WHAT IS BEING ASKED - Turn the listing, from its first line through the line containing "positive clicks: (774, 659) (848, 688)", into a JSON list of strings with one string per line, omitting any blank lines.

——

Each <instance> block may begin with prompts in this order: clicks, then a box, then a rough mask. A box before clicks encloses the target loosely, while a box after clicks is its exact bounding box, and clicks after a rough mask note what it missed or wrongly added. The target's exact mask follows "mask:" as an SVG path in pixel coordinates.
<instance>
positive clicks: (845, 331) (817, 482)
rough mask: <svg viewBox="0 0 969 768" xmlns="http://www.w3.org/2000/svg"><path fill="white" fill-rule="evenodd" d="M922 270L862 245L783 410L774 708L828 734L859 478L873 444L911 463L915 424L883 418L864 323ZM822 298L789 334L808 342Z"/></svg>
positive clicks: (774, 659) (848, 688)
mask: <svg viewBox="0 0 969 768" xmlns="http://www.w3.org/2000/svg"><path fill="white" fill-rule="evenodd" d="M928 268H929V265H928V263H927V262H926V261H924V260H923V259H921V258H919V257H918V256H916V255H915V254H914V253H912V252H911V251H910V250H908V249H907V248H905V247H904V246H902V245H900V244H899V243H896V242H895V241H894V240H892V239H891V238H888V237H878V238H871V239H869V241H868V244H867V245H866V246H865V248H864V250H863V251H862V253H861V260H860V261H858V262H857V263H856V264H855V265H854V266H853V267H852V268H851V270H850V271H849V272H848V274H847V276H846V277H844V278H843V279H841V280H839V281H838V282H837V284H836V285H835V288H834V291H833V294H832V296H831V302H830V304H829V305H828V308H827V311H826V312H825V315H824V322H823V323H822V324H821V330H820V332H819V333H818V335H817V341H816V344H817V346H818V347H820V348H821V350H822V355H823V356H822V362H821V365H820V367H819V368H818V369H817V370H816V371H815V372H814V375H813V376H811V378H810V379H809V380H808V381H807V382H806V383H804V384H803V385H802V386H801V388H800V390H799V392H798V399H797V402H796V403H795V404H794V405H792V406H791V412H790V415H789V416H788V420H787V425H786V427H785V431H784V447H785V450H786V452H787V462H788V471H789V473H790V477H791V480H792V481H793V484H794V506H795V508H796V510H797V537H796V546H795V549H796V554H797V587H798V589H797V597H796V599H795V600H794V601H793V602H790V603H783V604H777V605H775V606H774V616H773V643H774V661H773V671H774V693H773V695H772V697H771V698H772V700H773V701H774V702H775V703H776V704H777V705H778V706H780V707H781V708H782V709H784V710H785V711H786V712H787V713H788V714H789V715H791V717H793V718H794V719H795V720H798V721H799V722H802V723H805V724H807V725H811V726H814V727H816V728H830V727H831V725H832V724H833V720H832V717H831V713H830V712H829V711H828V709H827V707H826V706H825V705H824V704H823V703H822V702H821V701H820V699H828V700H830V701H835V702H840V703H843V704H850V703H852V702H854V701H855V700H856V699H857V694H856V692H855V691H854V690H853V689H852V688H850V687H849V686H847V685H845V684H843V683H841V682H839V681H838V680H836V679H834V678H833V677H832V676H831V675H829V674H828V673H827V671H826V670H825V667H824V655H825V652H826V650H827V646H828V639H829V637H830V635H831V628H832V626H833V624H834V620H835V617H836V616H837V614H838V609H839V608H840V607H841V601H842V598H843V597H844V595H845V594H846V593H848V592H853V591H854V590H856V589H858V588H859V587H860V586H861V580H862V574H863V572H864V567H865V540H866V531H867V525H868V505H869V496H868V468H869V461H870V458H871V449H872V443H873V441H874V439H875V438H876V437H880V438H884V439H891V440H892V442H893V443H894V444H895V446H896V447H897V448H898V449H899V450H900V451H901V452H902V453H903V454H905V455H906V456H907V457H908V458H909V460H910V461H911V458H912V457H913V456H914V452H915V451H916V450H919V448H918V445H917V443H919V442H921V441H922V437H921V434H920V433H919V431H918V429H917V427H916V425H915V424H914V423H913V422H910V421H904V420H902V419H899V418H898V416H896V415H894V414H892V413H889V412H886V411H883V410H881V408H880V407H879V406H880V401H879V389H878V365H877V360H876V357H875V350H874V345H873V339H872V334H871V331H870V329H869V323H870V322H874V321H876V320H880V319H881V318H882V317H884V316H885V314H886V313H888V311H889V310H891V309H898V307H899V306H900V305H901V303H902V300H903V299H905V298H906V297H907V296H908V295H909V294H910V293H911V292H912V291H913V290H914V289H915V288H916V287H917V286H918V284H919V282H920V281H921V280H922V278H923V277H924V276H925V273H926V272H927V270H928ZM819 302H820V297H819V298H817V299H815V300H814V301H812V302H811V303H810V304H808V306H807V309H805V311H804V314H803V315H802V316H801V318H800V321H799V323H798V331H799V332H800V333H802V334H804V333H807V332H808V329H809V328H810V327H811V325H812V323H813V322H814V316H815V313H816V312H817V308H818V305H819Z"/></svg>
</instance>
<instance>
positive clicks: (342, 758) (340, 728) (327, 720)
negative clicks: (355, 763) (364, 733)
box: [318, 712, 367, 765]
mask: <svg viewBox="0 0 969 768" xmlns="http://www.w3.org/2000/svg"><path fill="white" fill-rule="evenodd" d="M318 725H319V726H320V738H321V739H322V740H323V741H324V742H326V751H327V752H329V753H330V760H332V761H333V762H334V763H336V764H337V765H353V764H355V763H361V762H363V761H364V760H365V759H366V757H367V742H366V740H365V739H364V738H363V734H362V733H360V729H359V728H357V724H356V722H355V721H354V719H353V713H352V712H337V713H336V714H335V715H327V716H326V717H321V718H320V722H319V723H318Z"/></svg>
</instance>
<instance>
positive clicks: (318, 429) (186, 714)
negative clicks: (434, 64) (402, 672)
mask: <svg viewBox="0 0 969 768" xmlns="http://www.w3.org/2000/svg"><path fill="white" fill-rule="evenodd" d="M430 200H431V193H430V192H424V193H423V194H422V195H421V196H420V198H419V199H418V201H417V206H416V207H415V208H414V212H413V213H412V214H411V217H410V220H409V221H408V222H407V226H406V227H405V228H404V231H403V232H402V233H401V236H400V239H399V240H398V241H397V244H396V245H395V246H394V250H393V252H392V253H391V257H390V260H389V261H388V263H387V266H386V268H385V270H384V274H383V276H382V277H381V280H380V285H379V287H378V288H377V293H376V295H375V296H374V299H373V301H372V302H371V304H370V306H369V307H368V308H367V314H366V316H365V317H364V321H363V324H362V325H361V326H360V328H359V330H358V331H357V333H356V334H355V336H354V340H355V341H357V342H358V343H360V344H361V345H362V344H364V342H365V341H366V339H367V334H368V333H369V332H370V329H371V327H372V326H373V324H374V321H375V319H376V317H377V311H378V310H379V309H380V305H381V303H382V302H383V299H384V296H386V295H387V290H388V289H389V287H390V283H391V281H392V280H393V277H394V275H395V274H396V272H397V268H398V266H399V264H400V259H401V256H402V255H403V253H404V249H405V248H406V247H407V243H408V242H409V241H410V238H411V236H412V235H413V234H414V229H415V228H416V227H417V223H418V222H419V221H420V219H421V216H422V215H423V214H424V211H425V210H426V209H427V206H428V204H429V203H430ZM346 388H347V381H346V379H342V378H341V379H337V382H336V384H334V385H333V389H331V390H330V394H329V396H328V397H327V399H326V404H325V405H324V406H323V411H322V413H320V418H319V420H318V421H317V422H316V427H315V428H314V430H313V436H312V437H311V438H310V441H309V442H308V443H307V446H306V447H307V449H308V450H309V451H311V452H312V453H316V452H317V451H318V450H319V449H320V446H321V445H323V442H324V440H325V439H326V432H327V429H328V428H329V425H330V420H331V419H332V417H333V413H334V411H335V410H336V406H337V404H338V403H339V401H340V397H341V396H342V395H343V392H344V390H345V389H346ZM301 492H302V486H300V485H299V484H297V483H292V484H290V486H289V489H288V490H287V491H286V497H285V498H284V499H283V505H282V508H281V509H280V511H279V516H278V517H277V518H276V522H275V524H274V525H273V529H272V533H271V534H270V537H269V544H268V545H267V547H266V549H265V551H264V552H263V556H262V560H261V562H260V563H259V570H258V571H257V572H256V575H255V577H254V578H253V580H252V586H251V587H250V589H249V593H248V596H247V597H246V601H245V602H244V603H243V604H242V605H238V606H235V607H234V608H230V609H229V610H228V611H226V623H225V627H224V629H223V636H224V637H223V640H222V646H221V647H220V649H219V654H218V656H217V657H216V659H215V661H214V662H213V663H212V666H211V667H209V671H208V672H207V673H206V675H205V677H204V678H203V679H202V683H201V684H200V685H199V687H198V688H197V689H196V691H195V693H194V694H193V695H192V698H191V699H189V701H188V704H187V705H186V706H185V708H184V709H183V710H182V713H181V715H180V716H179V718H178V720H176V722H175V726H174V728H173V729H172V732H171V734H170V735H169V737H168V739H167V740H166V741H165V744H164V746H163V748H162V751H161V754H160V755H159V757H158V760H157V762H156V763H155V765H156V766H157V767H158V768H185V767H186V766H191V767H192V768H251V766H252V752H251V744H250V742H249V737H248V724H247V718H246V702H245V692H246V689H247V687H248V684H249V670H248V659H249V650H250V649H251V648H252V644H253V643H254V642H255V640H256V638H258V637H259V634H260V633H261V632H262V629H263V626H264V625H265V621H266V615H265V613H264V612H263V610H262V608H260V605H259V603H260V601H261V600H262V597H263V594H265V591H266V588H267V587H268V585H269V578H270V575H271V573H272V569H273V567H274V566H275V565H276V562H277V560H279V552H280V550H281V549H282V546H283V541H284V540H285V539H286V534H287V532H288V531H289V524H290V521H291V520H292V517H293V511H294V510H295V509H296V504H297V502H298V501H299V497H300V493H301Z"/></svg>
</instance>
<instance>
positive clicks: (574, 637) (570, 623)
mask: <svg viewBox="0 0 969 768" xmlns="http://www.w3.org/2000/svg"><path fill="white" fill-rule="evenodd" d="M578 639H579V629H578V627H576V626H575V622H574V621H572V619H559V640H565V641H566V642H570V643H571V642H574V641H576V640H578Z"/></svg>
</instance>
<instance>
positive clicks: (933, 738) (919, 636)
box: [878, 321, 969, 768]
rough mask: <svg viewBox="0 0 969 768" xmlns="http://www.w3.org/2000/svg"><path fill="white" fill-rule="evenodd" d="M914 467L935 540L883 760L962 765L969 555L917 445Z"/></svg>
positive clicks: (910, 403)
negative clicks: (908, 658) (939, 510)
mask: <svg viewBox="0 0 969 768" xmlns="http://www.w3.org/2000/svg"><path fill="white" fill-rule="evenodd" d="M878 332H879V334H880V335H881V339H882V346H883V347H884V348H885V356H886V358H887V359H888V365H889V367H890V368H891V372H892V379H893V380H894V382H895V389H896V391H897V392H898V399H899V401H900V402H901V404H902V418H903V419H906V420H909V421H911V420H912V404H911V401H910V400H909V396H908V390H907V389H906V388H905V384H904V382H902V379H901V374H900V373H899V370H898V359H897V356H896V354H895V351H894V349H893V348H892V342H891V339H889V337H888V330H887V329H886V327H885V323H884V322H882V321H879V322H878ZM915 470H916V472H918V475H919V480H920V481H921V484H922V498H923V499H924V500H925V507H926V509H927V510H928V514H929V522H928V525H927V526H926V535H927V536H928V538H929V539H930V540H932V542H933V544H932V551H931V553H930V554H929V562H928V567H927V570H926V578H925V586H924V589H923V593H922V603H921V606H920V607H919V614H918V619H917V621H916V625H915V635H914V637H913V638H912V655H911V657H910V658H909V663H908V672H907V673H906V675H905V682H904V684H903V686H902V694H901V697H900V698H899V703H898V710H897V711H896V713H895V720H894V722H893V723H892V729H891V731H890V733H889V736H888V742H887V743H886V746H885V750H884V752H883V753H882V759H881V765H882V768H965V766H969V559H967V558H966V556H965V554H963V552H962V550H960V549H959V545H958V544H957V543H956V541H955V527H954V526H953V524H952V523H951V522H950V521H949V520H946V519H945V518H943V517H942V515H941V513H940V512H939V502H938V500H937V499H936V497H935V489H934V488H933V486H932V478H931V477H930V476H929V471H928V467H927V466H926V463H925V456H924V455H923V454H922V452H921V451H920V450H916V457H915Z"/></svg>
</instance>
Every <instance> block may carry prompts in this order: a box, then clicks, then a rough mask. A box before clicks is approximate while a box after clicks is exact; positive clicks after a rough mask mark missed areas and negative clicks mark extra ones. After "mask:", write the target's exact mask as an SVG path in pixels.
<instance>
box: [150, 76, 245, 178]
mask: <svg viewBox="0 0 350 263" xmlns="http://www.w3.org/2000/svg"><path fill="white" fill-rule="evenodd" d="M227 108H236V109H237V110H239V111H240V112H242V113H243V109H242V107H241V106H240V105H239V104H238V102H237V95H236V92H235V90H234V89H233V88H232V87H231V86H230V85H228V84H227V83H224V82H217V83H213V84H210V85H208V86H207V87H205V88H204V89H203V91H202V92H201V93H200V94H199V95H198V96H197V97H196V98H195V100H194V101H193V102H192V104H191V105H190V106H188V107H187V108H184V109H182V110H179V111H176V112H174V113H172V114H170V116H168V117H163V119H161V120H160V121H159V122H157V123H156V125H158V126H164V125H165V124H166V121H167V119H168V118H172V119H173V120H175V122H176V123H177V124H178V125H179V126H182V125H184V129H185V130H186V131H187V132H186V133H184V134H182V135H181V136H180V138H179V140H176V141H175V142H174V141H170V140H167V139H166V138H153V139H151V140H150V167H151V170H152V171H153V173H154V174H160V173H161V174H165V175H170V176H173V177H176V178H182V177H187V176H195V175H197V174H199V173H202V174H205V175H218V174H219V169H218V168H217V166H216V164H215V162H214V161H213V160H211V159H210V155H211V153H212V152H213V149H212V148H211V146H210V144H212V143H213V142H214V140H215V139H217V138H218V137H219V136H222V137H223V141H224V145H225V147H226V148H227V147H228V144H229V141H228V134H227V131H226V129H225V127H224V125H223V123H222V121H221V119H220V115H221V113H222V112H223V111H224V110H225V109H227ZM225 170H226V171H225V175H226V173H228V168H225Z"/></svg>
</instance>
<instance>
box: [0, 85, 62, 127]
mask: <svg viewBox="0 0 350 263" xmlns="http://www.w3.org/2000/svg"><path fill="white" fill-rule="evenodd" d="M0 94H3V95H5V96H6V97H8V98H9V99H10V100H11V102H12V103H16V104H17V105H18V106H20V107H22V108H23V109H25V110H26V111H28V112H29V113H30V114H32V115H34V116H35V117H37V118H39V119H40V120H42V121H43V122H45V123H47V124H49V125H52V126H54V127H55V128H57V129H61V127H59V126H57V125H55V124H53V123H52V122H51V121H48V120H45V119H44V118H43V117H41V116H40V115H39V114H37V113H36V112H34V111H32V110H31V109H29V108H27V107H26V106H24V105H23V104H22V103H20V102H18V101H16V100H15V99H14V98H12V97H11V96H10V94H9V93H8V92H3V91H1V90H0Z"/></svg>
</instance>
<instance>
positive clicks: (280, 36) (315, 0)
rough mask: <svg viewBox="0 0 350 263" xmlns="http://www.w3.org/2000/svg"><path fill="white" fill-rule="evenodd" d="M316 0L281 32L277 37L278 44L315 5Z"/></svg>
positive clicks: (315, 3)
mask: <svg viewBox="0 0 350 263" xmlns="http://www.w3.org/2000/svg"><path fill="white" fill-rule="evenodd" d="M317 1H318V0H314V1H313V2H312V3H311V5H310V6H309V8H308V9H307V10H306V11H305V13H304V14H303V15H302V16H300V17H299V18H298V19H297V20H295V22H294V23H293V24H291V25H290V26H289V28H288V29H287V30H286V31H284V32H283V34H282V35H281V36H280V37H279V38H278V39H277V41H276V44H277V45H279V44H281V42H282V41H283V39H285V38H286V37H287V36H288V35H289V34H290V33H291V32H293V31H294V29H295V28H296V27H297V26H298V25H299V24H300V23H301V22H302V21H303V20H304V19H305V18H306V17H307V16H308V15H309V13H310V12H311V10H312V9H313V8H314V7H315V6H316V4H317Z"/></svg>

——

YOUR SOLUTION -
[
  "Each <instance> block may begin with prompts in this order: clicks, then a box, then a rough mask. A box before clicks encloses the target loosely, while a box after clicks is its exact bounding box, and clicks after a rough mask note what it missed or wrongly added. The target's exact mask follows \"mask:\" as an SVG path in pixel coordinates.",
  "<instance>",
  "positive clicks: (845, 331) (817, 482)",
  "rough mask: <svg viewBox=\"0 0 969 768\" xmlns=\"http://www.w3.org/2000/svg\"><path fill=\"white\" fill-rule=\"evenodd\" d=\"M922 270L862 245L783 410L774 708L828 734L859 478L873 444L911 463L915 424L883 418L864 323ZM822 298L789 334L808 342Z\"/></svg>",
  "positive clicks: (774, 659) (848, 688)"
]